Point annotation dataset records
-- -- --
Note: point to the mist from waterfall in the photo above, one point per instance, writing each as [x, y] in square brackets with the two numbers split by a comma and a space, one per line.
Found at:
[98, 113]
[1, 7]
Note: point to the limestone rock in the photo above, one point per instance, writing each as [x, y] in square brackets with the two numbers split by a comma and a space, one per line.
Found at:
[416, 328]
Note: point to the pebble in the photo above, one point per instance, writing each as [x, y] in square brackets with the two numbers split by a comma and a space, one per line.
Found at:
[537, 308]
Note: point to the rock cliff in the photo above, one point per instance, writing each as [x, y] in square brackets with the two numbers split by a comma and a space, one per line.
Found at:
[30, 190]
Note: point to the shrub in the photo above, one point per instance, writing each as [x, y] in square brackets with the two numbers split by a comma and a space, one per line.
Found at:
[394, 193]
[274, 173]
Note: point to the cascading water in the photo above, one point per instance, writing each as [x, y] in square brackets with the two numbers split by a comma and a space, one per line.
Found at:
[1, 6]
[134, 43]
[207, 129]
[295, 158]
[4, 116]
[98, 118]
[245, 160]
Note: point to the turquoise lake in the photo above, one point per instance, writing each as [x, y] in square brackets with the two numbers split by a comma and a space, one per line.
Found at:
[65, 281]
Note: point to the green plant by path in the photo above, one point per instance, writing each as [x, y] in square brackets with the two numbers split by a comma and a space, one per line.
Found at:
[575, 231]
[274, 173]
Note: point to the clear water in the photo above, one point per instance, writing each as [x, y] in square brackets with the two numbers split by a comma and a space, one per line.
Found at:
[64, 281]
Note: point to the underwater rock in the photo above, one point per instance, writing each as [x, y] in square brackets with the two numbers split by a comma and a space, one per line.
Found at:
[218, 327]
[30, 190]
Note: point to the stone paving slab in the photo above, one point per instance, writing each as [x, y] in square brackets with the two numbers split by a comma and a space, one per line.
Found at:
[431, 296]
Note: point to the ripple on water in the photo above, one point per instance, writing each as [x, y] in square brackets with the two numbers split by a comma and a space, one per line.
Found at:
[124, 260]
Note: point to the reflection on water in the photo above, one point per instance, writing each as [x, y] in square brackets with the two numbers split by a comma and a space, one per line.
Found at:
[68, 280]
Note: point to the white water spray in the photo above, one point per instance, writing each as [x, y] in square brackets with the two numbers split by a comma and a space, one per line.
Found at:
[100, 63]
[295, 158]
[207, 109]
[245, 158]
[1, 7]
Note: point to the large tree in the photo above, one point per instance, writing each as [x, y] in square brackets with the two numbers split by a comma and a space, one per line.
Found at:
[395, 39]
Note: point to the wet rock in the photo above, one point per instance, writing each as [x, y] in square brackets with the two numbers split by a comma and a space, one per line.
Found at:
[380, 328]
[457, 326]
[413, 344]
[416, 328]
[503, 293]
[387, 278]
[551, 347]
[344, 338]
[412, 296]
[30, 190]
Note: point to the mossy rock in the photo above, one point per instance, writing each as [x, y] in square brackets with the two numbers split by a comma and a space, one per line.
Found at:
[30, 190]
-- -- --
EXERCISE INSTRUCTIONS: From the line holding "Note: point to the reflection" through the last line above, reproduce each line exactly and add nothing.

COMPLETED EXERCISE:
Note: point to the reflection on water in the photo above, one point per instance, writing each as [x, y] in square brackets with the two numbers split by a comma and a space, one per line.
Found at:
[68, 280]
Note: point to the white water spray in the photo above, one point per instance, writing each as [x, y] in square brackets with the two numbers split by a comma and a space, one per line.
Found at:
[100, 63]
[295, 158]
[207, 109]
[245, 158]
[1, 7]
Note: point to the large tree in the photo above, one point per instance, writing each as [x, y] in square brackets with the two numbers split by a comma and a space, one per line.
Found at:
[395, 39]
Note: point to the wet rock in the photo above, one point per instance, writing each as [x, y] in square brackets with the two numbers split by a comma and a space, one per line.
Found at:
[380, 328]
[457, 326]
[413, 344]
[416, 328]
[503, 293]
[387, 278]
[551, 347]
[344, 338]
[412, 296]
[30, 190]
Note: point to the mossy rock in the photo above, one point per instance, writing each as [x, y] in square brackets with the two numbers split by a comma and a space, one per line.
Found at:
[30, 190]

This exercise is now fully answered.